• [Provided records]:
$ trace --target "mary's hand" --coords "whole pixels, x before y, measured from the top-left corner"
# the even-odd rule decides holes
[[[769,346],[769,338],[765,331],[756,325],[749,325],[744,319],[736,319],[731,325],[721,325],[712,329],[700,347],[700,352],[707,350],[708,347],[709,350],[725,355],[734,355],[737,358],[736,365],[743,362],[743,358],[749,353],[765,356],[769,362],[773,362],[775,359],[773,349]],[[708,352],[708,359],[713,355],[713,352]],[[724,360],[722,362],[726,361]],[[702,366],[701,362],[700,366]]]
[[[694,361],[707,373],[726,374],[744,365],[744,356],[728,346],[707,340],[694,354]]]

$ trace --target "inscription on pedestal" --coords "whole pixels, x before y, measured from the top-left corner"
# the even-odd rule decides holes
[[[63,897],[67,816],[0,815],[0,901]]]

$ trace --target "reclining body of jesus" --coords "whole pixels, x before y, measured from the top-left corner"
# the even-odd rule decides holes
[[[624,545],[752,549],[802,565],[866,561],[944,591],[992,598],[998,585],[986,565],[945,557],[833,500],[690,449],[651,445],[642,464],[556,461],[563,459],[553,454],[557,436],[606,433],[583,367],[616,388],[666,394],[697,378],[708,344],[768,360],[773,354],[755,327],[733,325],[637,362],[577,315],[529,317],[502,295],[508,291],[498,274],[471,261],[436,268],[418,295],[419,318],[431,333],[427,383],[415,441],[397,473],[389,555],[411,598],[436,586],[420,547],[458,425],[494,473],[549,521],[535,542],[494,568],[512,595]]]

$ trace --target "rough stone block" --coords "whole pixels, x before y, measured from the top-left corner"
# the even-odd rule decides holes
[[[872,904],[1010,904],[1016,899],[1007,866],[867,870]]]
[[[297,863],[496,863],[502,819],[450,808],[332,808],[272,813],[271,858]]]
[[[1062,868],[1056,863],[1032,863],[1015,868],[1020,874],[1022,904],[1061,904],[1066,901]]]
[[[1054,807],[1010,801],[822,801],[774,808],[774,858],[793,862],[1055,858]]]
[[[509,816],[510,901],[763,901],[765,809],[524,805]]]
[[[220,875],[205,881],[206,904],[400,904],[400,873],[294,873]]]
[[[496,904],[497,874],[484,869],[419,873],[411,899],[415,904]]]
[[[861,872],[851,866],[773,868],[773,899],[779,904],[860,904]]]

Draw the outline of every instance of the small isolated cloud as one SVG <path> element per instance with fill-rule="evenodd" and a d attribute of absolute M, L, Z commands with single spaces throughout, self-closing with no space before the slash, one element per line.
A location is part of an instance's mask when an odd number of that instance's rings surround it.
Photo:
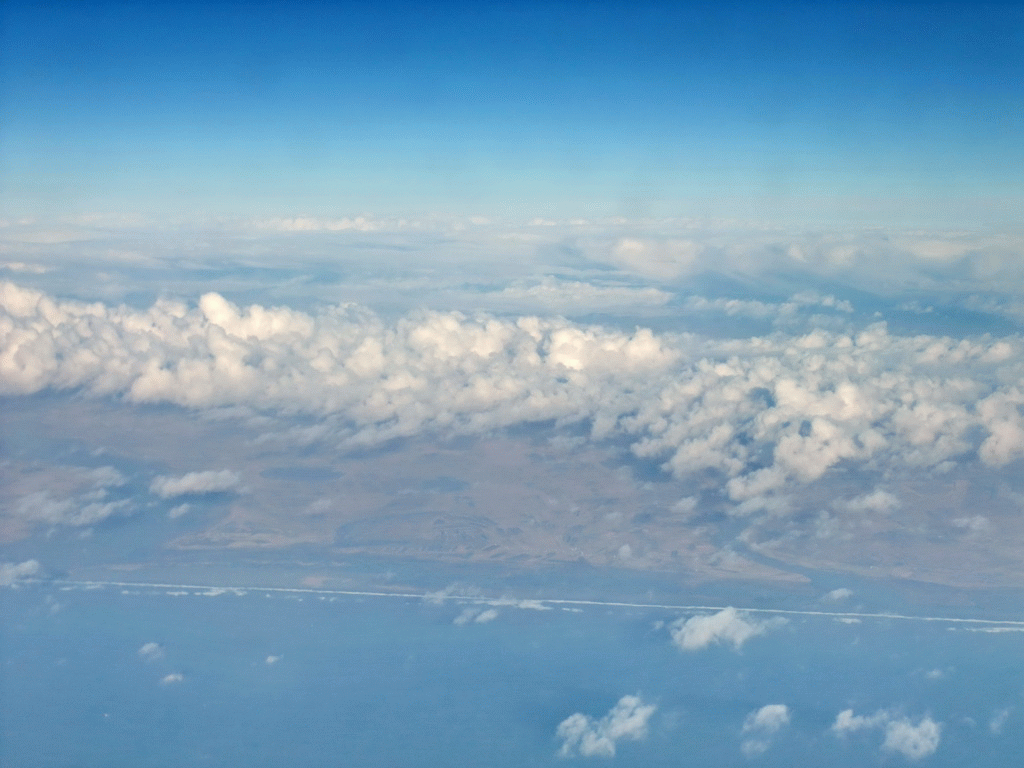
<path fill-rule="evenodd" d="M 558 754 L 585 758 L 611 758 L 621 739 L 639 741 L 647 736 L 647 722 L 657 707 L 644 703 L 639 695 L 626 695 L 600 720 L 577 713 L 558 725 L 555 734 L 562 739 Z"/>
<path fill-rule="evenodd" d="M 1002 733 L 1002 726 L 1007 724 L 1007 720 L 1010 718 L 1010 713 L 1013 712 L 1009 707 L 1005 710 L 998 710 L 992 714 L 992 717 L 988 721 L 988 732 L 993 736 L 997 736 Z"/>
<path fill-rule="evenodd" d="M 785 705 L 765 705 L 752 712 L 743 721 L 743 755 L 753 758 L 767 751 L 775 734 L 788 724 L 790 708 Z"/>
<path fill-rule="evenodd" d="M 160 475 L 150 484 L 150 492 L 161 499 L 195 494 L 220 494 L 236 489 L 241 481 L 239 474 L 229 469 L 188 472 L 181 477 Z"/>
<path fill-rule="evenodd" d="M 942 724 L 927 715 L 914 724 L 909 718 L 893 715 L 886 710 L 868 716 L 854 715 L 853 710 L 844 710 L 836 717 L 831 727 L 837 736 L 873 729 L 885 731 L 885 740 L 882 742 L 885 752 L 899 753 L 908 760 L 921 760 L 938 749 Z"/>
<path fill-rule="evenodd" d="M 0 587 L 10 587 L 22 579 L 29 579 L 39 572 L 38 560 L 0 563 Z"/>
<path fill-rule="evenodd" d="M 840 587 L 838 590 L 833 590 L 825 595 L 825 600 L 828 602 L 842 602 L 843 600 L 848 600 L 853 597 L 853 590 L 849 590 L 846 587 Z"/>
<path fill-rule="evenodd" d="M 176 520 L 182 515 L 188 514 L 189 509 L 191 509 L 189 505 L 179 504 L 177 507 L 172 507 L 170 510 L 168 510 L 167 516 L 170 517 L 172 520 Z"/>
<path fill-rule="evenodd" d="M 460 598 L 479 598 L 482 593 L 478 587 L 470 587 L 461 584 L 450 584 L 442 590 L 428 592 L 423 596 L 423 602 L 430 605 L 443 605 L 445 600 Z"/>
<path fill-rule="evenodd" d="M 739 650 L 752 637 L 786 623 L 784 618 L 758 621 L 732 606 L 711 615 L 690 616 L 674 622 L 669 630 L 673 642 L 683 650 L 700 650 L 716 643 L 728 644 Z"/>
<path fill-rule="evenodd" d="M 452 624 L 459 625 L 460 627 L 465 624 L 487 624 L 487 622 L 493 622 L 498 618 L 498 611 L 495 608 L 487 608 L 483 610 L 481 608 L 465 608 L 462 613 L 457 615 Z"/>
<path fill-rule="evenodd" d="M 164 648 L 160 643 L 144 643 L 142 647 L 138 649 L 138 654 L 146 662 L 154 662 L 158 658 L 164 657 Z"/>

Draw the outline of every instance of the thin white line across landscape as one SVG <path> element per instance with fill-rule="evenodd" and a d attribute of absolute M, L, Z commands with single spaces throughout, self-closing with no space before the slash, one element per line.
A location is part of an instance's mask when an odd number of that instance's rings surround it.
<path fill-rule="evenodd" d="M 27 580 L 28 581 L 28 580 Z M 41 580 L 32 580 L 42 583 Z M 490 604 L 497 600 L 507 601 L 508 598 L 482 597 L 480 595 L 458 595 L 458 594 L 437 594 L 431 592 L 370 592 L 358 590 L 321 590 L 299 587 L 219 587 L 202 584 L 154 584 L 148 582 L 77 582 L 69 580 L 53 580 L 49 584 L 62 584 L 69 587 L 100 588 L 100 587 L 121 587 L 133 589 L 156 589 L 156 590 L 197 590 L 204 592 L 216 592 L 217 594 L 243 594 L 247 592 L 278 592 L 285 594 L 304 595 L 345 595 L 349 597 L 401 597 L 416 600 L 437 599 L 438 601 L 452 600 L 464 603 Z M 512 601 L 513 607 L 515 600 Z M 726 605 L 669 605 L 663 603 L 629 603 L 615 602 L 611 600 L 564 600 L 555 598 L 528 598 L 528 602 L 549 605 L 589 605 L 606 608 L 653 608 L 658 610 L 675 611 L 707 611 L 725 610 L 727 607 L 734 607 L 736 610 L 746 613 L 774 613 L 779 615 L 799 616 L 827 616 L 834 618 L 898 618 L 907 622 L 946 622 L 950 624 L 975 624 L 987 625 L 991 627 L 1021 627 L 1024 628 L 1024 621 L 998 620 L 998 618 L 953 618 L 949 616 L 914 616 L 905 613 L 857 613 L 852 611 L 827 611 L 827 610 L 792 610 L 787 608 L 743 608 L 739 606 Z"/>

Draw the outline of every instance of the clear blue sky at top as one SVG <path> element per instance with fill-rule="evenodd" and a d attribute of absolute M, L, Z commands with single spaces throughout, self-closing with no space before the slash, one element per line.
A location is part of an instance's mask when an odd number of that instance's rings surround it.
<path fill-rule="evenodd" d="M 1017 3 L 2 12 L 8 215 L 1021 198 Z"/>

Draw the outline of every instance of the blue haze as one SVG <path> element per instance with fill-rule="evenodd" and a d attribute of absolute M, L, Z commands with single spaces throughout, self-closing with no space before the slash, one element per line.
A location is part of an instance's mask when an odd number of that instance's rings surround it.
<path fill-rule="evenodd" d="M 928 765 L 1009 767 L 1024 749 L 1017 632 L 794 617 L 738 651 L 683 652 L 655 624 L 678 614 L 655 609 L 503 608 L 456 626 L 458 601 L 45 585 L 0 595 L 8 768 L 604 764 L 558 757 L 555 729 L 638 692 L 657 711 L 615 765 L 907 762 L 880 753 L 880 733 L 829 732 L 845 709 L 930 715 L 943 738 Z M 160 657 L 138 653 L 150 642 Z M 162 684 L 169 674 L 182 679 Z M 741 727 L 768 703 L 786 703 L 792 722 L 751 762 Z"/>

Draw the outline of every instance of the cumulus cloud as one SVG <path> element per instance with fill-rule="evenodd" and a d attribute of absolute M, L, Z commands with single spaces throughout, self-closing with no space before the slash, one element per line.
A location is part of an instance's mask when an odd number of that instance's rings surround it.
<path fill-rule="evenodd" d="M 765 705 L 743 721 L 743 741 L 740 749 L 749 758 L 766 752 L 772 738 L 790 724 L 790 708 L 785 705 Z"/>
<path fill-rule="evenodd" d="M 29 483 L 28 493 L 20 494 L 8 511 L 29 522 L 84 526 L 134 511 L 129 499 L 111 498 L 113 488 L 127 483 L 114 467 L 53 467 L 19 480 Z"/>
<path fill-rule="evenodd" d="M 920 760 L 938 749 L 942 725 L 929 716 L 914 723 L 907 717 L 886 710 L 873 715 L 854 715 L 853 710 L 844 710 L 836 717 L 831 727 L 837 736 L 876 729 L 885 733 L 882 742 L 884 751 L 899 753 L 909 760 Z"/>
<path fill-rule="evenodd" d="M 219 494 L 234 490 L 242 478 L 229 469 L 219 471 L 188 472 L 180 477 L 160 475 L 150 484 L 150 492 L 161 499 L 174 499 L 178 496 L 197 494 Z M 187 510 L 185 510 L 187 511 Z M 177 515 L 175 515 L 177 516 Z"/>
<path fill-rule="evenodd" d="M 639 695 L 626 695 L 600 720 L 577 713 L 558 725 L 555 735 L 562 740 L 562 757 L 611 758 L 615 744 L 623 739 L 641 740 L 647 736 L 647 723 L 657 709 Z"/>
<path fill-rule="evenodd" d="M 673 642 L 682 650 L 700 650 L 710 645 L 731 644 L 739 650 L 752 637 L 785 624 L 784 618 L 756 620 L 733 607 L 710 615 L 690 616 L 674 622 L 669 631 Z"/>
<path fill-rule="evenodd" d="M 0 563 L 0 587 L 10 587 L 23 579 L 31 579 L 38 572 L 38 560 Z"/>

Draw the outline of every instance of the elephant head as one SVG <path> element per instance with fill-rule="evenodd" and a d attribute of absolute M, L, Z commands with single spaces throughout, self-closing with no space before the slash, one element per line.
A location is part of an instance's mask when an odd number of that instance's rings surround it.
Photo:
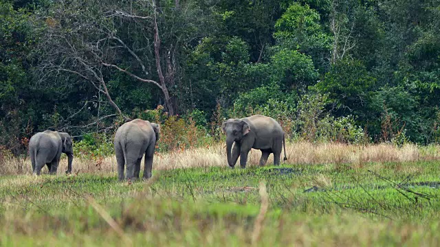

• [Work to be completed]: Reproduce verbatim the stretch from the line containing "Draw the outline of every instance of the elephant" through the end of the records, leaving the pictures out of the answer.

• [Answer below]:
Draw the outline of every instance of the elephant head as one SVG <path> element per instance with fill-rule="evenodd" and a d attribute of absolute M, L, Z commands with single spaces throughout, self-closing with no space before the slash, one element per line.
A location is part of an instance's mask when an odd number of that instance's rings surround it.
Photo:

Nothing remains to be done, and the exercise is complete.